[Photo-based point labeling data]
● ● ●
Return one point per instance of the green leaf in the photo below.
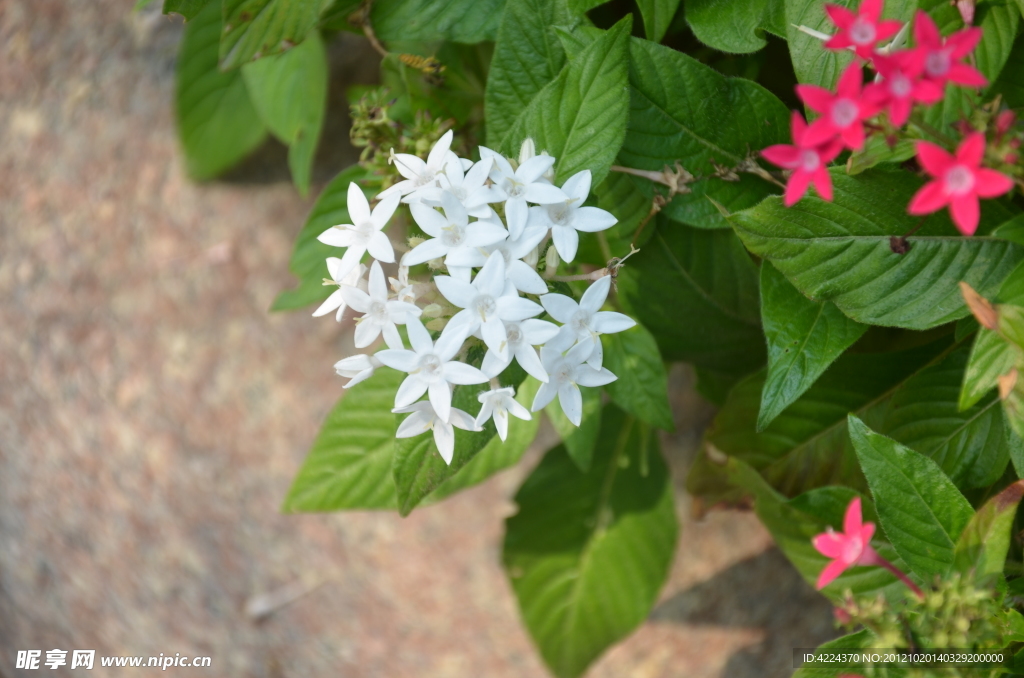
(842, 252)
(581, 116)
(642, 387)
(735, 26)
(459, 20)
(804, 337)
(497, 455)
(921, 510)
(349, 464)
(290, 93)
(260, 28)
(657, 16)
(217, 123)
(811, 61)
(187, 8)
(308, 261)
(527, 56)
(418, 467)
(579, 440)
(587, 554)
(696, 291)
(983, 545)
● ● ●
### [INSTRUCTION]
Render every line of the records above as a JSON list of strings, with one string per line and blank lines omitted. Leave the pictures out.

### [CORRECT RESULT]
[
  "Return one point per instance of the green leaf in the photo below.",
  "(842, 252)",
  "(581, 116)",
  "(642, 387)",
  "(735, 26)",
  "(459, 20)",
  "(804, 337)",
  "(497, 455)",
  "(921, 510)",
  "(349, 464)",
  "(290, 93)",
  "(260, 28)",
  "(657, 16)",
  "(217, 123)",
  "(811, 61)",
  "(187, 8)",
  "(308, 261)",
  "(527, 56)",
  "(418, 467)",
  "(579, 440)",
  "(587, 554)",
  "(696, 291)",
  "(983, 545)"
]